Source material:

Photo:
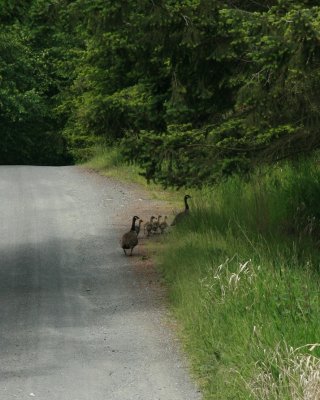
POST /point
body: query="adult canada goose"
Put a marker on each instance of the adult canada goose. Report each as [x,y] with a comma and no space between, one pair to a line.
[138,227]
[156,224]
[164,225]
[181,215]
[148,226]
[130,239]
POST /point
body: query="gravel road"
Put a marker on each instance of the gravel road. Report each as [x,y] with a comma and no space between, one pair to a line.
[76,322]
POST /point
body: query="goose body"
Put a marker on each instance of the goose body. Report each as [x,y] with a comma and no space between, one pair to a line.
[130,239]
[164,225]
[182,215]
[148,226]
[138,227]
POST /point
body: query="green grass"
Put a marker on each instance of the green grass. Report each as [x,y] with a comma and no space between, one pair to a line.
[243,281]
[109,162]
[243,278]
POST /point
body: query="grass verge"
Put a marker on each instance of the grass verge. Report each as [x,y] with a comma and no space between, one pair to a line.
[243,280]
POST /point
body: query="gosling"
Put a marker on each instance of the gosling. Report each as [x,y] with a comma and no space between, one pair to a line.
[164,225]
[183,214]
[148,226]
[138,227]
[156,224]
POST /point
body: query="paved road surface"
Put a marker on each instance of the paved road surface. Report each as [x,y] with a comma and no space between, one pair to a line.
[75,323]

Task brief:
Please produce an exact copy of all the material, leaving out the pictures.

Answer:
Photo:
POST /point
body: query="adult canada goose"
Put a marker on each instance of the adult canada goose. Report each as [x,y] with a comma and no space between, one pair to a line.
[138,227]
[156,224]
[164,225]
[181,215]
[148,226]
[130,239]
POST /point
body: query="gravel road"
Put a marker on each instance of the gravel road. Report each as [x,y] with a comma and no space between, one pair to a line.
[76,322]
POST /point
body: query="goose body"
Put a marker on each instance of the goose body. Report each as [x,y] with a comma and no space between, one pair to a line.
[130,239]
[164,225]
[182,215]
[148,226]
[138,227]
POST /point
body: query="green grass"
Put a marker on each instance of the green grass. Report each as [x,y] with a comma and no space between, one pair to a line.
[243,281]
[109,162]
[243,278]
POST /point
body: query="grass verge"
Put a marker on each instance of the grass verge. Report each as [x,y] with a comma and no space between, one pair to a line.
[243,280]
POST /point
body: query="gosling"
Put a marker on each instance of the gosling. Report each as [x,y] with a comma and no space between, one pair to a line.
[164,225]
[183,214]
[148,226]
[138,227]
[156,224]
POST /point
body: query="paved road surface"
Put a marker on each instance of the paved road surface. Report each as [x,y] with a comma and no space between, one pair to a line.
[75,323]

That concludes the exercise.